Page text.
:::
For the Respondent: Ms A Nolan, Senior Presenting Officer.
Heard at Field House on 12 December 2024
Order Regarding Anonymity
Pursuant to rule 14 of the Tribunal Procedure (Upper Tribunal) Rules 2008, the Appellant is granted anonymity.
No-one shall publish or reveal any information, including the name or address of the Appellant, likely to lead members of the public to identify the Appellant. Failure to comply with this order could amount to a contempt of court .
DECISION AND REASONS
Background
6. The Appellant appealed against the Respondent's decision of 11 th June 2021 and the Appellant's appeal was heard by the First-tier Tribunal on 3 rd May 2023. Before the Judge, the Appellant pursued his appeal on the grounds that his deportation would be in breach of the Refugee Convention with the presumption of risk pursuant to the s.72 certificate issued against the Appellant falling to be re-butted. This on the basis that he remains in custody and thus any risk that he may pose to the community is addressed by his current detention.
The Decision of the First-tier Tribunal Judge
The Appeal to the Upper Tribunal
Analysis and Conclusions
24. Ms Nolan did not seek to submit that the Judge had made a material error of law by reaching findings on treatment that the Appellant would be subjected to whilst still in the UK. This was sensible since it is clear from the Judge's findings and reasons at [37]-[53], when read as a whole, that the Judge was concerned with the ill-treatment that the Appellant would be subjected to once arrived in Zimbabwe.
25. Ms Nolan maintained the written submission made at paragraph 4 of the Respondent's grounds, namely that the Judge had made contradictory findings, illustrated at [47] and [48], having accepted on the one hand that the Appellant's profile as a sex offender would not be disclosed to the Zimbabwean authorities by the Secretary of State, yet on the other hand, that the authorities would be aware of his profile at point of entry and through interviewing the Appellant, where the risk would then ensue. Ms Nolan submitted that the Judge did not have any objective information before them as to the travel documentation process, whether the Appellant would indeed be interviewed for such a process and thus there was inadequate reasoning from the Judge for their findings. Ms Nolan added that this was material since the Judge themselves noted that their findings may have differed had the Appellant not been in custody at [53]. At my request, Ms Nolan agreed that the findings of the Judge at [47] and [48] were not contradictory as such - she accepted that the Judge had reasoned their finding on the authorities discovering the Appellant's criminal convictions through his current imprisonment, as opposed to the Respondent informing them of this. Ms Nolan effectively re-cast the ground pursued as one which lacked reasoning and there being no background or other evidence to support the Judge's findings.
:::
Material.

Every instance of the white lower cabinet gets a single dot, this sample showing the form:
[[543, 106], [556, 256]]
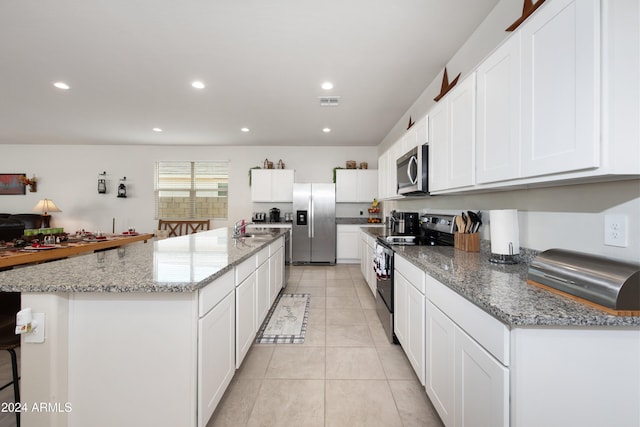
:::
Objective.
Answer these questions using the tribunal decision.
1. Under which rule was the Appellant granted anonymity?
2. On what date did the First-tier Tribunal hear the Appellant's appeal?
3. In which country was the Judge concerned with the ill-treatment the Appellant would face?

Solution to this exercise.
1. Rule 14 of the Tribunal Procedure (Upper Tribunal) Rules 2008.
2. 3rd May 2023.
3. Zimbabwe.